Stored data entries
Segment Open

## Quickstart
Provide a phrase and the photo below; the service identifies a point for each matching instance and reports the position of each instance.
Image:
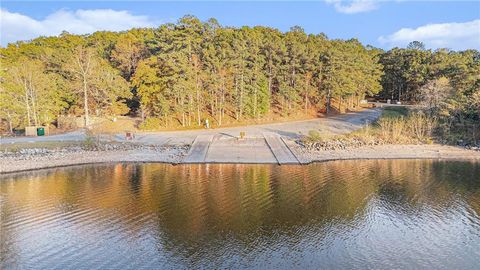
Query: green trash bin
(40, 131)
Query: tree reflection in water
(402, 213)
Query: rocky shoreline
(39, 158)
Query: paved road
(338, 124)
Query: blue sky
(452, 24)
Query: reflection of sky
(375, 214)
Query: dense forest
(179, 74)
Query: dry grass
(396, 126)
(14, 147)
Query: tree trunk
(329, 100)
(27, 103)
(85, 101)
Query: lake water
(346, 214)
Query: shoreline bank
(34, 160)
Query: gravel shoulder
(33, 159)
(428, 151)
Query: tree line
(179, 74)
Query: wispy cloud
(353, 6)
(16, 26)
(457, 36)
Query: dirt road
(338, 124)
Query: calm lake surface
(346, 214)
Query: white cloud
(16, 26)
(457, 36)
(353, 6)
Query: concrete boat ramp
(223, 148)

Segment Closed
Segment Open

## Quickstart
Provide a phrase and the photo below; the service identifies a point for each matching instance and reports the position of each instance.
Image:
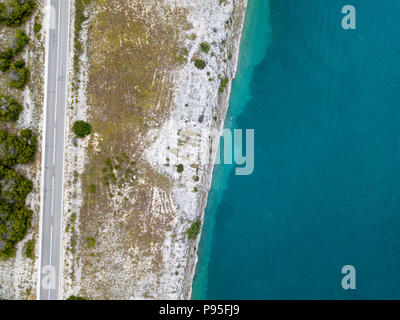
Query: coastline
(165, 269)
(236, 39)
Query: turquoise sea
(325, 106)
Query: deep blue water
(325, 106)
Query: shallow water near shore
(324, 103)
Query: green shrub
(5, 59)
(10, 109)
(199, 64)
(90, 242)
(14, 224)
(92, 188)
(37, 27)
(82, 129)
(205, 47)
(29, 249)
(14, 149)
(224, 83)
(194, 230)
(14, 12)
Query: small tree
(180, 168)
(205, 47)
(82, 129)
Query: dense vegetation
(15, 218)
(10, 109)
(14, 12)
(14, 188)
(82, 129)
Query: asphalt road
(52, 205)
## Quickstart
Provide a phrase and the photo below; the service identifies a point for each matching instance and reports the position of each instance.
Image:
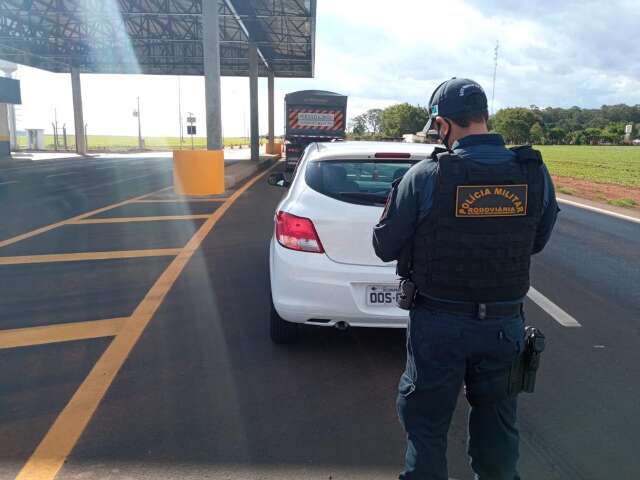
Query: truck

Segment Closed

• Problem requirements
What you write out is the stretch of entries from the line containing "Query: dense vegetation" to the line containing "Query: truck", word for word, with both end lines and no pictures.

• Answer section
Query: dense vegetation
(15, 218)
(10, 109)
(14, 12)
(14, 188)
(82, 129)
Query: asphalt road
(52, 205)
## Quickstart
Provide a phrase and the photo below; the service identifies a point for each matching instance and reports the position of each instance.
Image:
Query: truck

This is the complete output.